• CONSIGNES
1/ Modifiez le texte sur les sources du Nil : reprenez tout ce qui va de « Ces marais, qui » jusqu'à « guère plus précises. », en remplaçant « marchands » par « négociants ».
2/ Écrivez la suite du texte sur la recherche des sources du Nil, à partir de l'endroit où il s'arrête.

La recherche des sources du Nil.

Il y a bien des siècles que le problème des sources du Nil est soulevé. Ce grand fleuve sortant des profondeurs d’une région inconnue, et, dans son cours d’une longueur infinie, traversant les arides solitudes de l’Éthiopie avant de venir fertiliser l’Égypte, a dans tous les temps frappé l’imagination des hommes. Chercher les sources du Nil était devenu, pour les anciens, une expression proverbiale désignant une chose à peu près impossible. Plusieurs princes la tentèrent ; aucun n’y atteignit. Les explorateurs anciens qui pénétrèrent le plus avant dans la haute région du fleuve sont les envoyés de l’empereur Néron, environ soixante ans après la naissance de Jésus-Christ. Ils remontèrent, à partir de Méroé, jusqu’à d’immenses marais du milieu desquels le fleuve semblait sortir. Ce trait caractéristique, qui a été retrouvé de nos jours, atteste la véracité des envoyés de l’empereur romain, en même temps qu’il nous fait connaître le point précis où ils s’arrêtèrent.

Ces marais, qui ont plus de quatre-vingts lieues d’étendue en remontant le fleuve, commencent vers le neuvième degré de latitude nord, à huit cents milles romains environ, ou douze cents kilomètres au-dessus de la ville royale de Méroé. Cette distance seule indique une tentative sérieuse. Nul depuis ne la renouvela. Les notions que le géographe Ptolémée consigna dans ses Tables, au commencement du deuxième siècle, et que répétèrent plus tard les auteurs arabes, avaient été recueillies par des marchands égyptiens sur la côte orientale d’Afrique, de la bouche des gens de l’intérieur. On parlait de grands lacs d’où sortaient plusieurs rivières qui allaient former la tête du fleuve. Ces notions, quoique vagues, paraissent exactes au fond ; en ce moment encore les nôtres ne sont guère plus précises.

• DONNÉES EXTRAITES
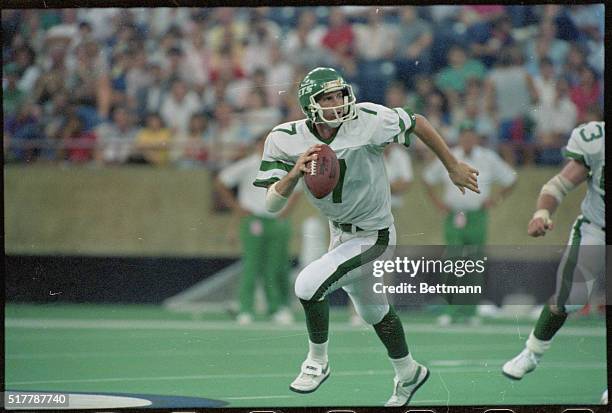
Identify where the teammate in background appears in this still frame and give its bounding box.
[216,135,298,325]
[423,121,516,325]
[502,122,607,386]
[254,68,478,406]
[350,144,414,326]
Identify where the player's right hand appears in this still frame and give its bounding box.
[527,217,553,238]
[288,144,321,179]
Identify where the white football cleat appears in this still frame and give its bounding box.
[385,363,429,407]
[289,358,330,393]
[502,348,541,380]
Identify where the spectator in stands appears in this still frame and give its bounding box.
[266,43,293,106]
[131,113,174,166]
[58,111,96,163]
[215,134,297,325]
[136,62,170,119]
[160,79,202,133]
[2,63,26,117]
[183,28,212,93]
[536,75,572,165]
[485,47,538,165]
[67,41,112,117]
[95,106,136,164]
[355,7,396,61]
[562,42,586,87]
[570,66,601,124]
[524,19,569,76]
[321,7,355,62]
[242,88,281,143]
[3,101,41,162]
[464,13,515,68]
[171,113,210,168]
[395,6,434,87]
[282,8,333,67]
[436,45,486,105]
[30,47,67,105]
[211,101,253,166]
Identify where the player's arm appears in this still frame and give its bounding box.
[527,159,589,237]
[414,115,480,193]
[266,145,321,212]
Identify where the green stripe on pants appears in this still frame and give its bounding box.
[311,228,389,301]
[556,216,585,308]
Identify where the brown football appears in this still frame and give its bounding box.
[304,145,340,199]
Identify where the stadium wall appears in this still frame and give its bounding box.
[4,165,584,258]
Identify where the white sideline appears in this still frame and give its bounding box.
[4,317,606,338]
[6,360,606,385]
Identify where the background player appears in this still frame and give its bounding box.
[502,122,606,380]
[254,68,478,406]
[216,135,298,324]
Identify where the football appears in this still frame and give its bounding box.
[304,145,340,199]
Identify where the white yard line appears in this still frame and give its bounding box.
[4,318,606,337]
[6,359,606,386]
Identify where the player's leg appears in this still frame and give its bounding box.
[238,216,264,324]
[502,217,605,380]
[342,270,429,406]
[290,227,389,393]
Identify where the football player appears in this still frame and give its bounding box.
[254,68,479,406]
[502,122,606,380]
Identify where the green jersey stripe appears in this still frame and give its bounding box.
[311,228,389,301]
[359,108,378,116]
[253,177,280,188]
[563,148,591,169]
[259,161,294,172]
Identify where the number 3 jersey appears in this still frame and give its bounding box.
[253,103,416,230]
[564,122,606,228]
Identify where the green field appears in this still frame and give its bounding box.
[5,304,606,407]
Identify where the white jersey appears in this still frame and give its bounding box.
[563,122,606,228]
[254,103,416,230]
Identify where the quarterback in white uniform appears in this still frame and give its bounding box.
[502,122,606,380]
[254,68,478,406]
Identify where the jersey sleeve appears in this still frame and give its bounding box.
[563,122,605,169]
[219,159,252,188]
[253,134,295,188]
[362,106,416,147]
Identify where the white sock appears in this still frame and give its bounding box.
[308,340,328,364]
[389,354,418,381]
[525,330,552,357]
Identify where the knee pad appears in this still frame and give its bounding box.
[294,271,319,301]
[558,304,584,314]
[355,304,389,325]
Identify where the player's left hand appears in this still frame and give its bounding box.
[448,162,480,194]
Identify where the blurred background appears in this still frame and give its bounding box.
[2,4,607,408]
[2,4,604,302]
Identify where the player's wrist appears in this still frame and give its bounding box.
[533,208,550,223]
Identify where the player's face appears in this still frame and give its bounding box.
[318,90,344,120]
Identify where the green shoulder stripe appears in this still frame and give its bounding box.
[359,108,378,115]
[259,161,294,172]
[272,123,297,135]
[562,148,591,169]
[253,178,280,188]
[402,106,416,133]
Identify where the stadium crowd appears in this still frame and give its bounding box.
[2,4,604,166]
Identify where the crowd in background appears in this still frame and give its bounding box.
[2,4,604,169]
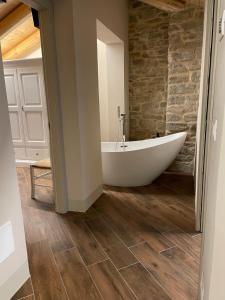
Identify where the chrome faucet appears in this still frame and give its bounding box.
[117,106,127,148]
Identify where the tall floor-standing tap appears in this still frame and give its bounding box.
[117,106,127,148]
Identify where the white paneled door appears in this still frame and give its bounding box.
[5,61,49,160]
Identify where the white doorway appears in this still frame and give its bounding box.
[4,58,50,163]
[97,21,126,142]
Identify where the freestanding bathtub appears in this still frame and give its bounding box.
[102,132,187,187]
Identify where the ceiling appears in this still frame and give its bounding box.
[0,0,40,60]
[0,0,20,21]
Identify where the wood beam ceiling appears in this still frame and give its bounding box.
[0,0,21,20]
[3,29,41,60]
[0,2,41,60]
[140,0,205,12]
[0,4,31,39]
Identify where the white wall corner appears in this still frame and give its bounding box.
[0,261,30,300]
[69,185,103,213]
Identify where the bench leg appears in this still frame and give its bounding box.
[30,166,35,199]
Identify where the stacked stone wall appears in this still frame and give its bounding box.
[129,0,204,173]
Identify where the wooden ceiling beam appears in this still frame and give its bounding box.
[141,0,187,12]
[0,4,31,39]
[3,29,41,60]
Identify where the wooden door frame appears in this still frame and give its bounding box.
[195,0,215,232]
[21,0,68,213]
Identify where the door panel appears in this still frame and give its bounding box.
[24,111,46,143]
[20,70,42,106]
[9,111,22,143]
[4,69,24,147]
[17,67,48,148]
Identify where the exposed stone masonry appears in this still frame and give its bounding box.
[129,0,203,173]
[129,0,169,140]
[166,7,204,173]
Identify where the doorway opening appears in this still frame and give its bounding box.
[1,3,54,204]
[97,20,126,142]
[0,0,67,213]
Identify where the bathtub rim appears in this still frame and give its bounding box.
[101,131,187,153]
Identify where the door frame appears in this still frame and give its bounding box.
[21,0,68,213]
[195,0,215,232]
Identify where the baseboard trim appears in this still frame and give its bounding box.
[0,262,30,300]
[69,185,103,212]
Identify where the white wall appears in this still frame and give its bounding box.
[73,0,128,205]
[201,0,225,300]
[0,49,29,300]
[97,21,125,142]
[97,40,110,142]
[24,46,42,59]
[50,0,128,211]
[48,0,128,211]
[107,43,125,142]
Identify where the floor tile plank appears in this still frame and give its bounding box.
[161,247,199,288]
[88,260,135,300]
[67,217,107,265]
[55,249,101,300]
[120,263,170,300]
[86,218,137,269]
[11,278,33,300]
[132,243,197,300]
[28,241,68,300]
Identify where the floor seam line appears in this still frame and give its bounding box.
[49,246,70,300]
[87,220,138,300]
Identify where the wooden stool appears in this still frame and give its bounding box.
[30,158,52,199]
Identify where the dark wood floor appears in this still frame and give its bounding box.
[13,168,201,300]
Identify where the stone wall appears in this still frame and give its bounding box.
[166,7,204,173]
[129,0,169,140]
[129,0,203,173]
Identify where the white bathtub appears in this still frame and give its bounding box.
[102,132,187,187]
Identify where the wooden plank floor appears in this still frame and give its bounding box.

• RÉPONSES
1/
Ces marais, qui ont plus de quatre-vingts lieues d’étendue en remontant le fleuve, commencent vers le neuvième degré de latitude nord, à huit cents milles romains environ, ou douze cents kilomètres au-dessus de la ville royale de Méroé. Cette distance seule indique une tentative sérieuse. Nul depuis ne la renouvela. Les notions que le géographe Ptolémée consigna dans ses Tables, au commencement du deuxième siècle, et que répétèrent plus tard les auteurs arabes, avaient été recueillies par des négociants égyptiens sur la côte orientale d’Afrique, de la bouche des gens de l’intérieur. On parlait de grands lacs d’où sortaient plusieurs rivières qui allaient former la tête du fleuve. Ces notions, quoique vagues, paraissent exactes au fond ; en ce moment encore les nôtres ne sont guère plus précises.

2/
Mais nous touchons, tout permet de l’espérer, à l’heure où l’Europe va connaître le dernier mot de cette vieille énigme. Les entreprises sérieuses qui en poursuivent la solution datent de 1840. L’honneur en revient à Méhémet-Ali, le grand réformateur de l’Égypte. Accessible aux bonnes directions des conseillers français, qu’il aimait à consulter, et prompt à entreprendre tout ce qui pouvait grandir son nom en Europe, il aspira à la gloire d’une découverte que des princes puissants avaient inutilement tentée. Une expédition s’organisa pour remonter le fleuve jusqu’à ses sources. C’était, je l’ai dit, en 1840. Le Nil se forme à Khartoum (la capitale actuelle de la haute Nubie, ou, selon la dénomination officielle, du Soudan égyptien), de la réunion de deux grandes rivières. L’une, le Bahr-el-Azrek ou fleuve Bleu, vient de l’Abyssinie : c’est un affluent ; l’autre, le Bahr-el-Abyad ou fleuve Blanc, a de tout temps été regardée par les indigènes comme la branche principale, comme le corps même du fleuve.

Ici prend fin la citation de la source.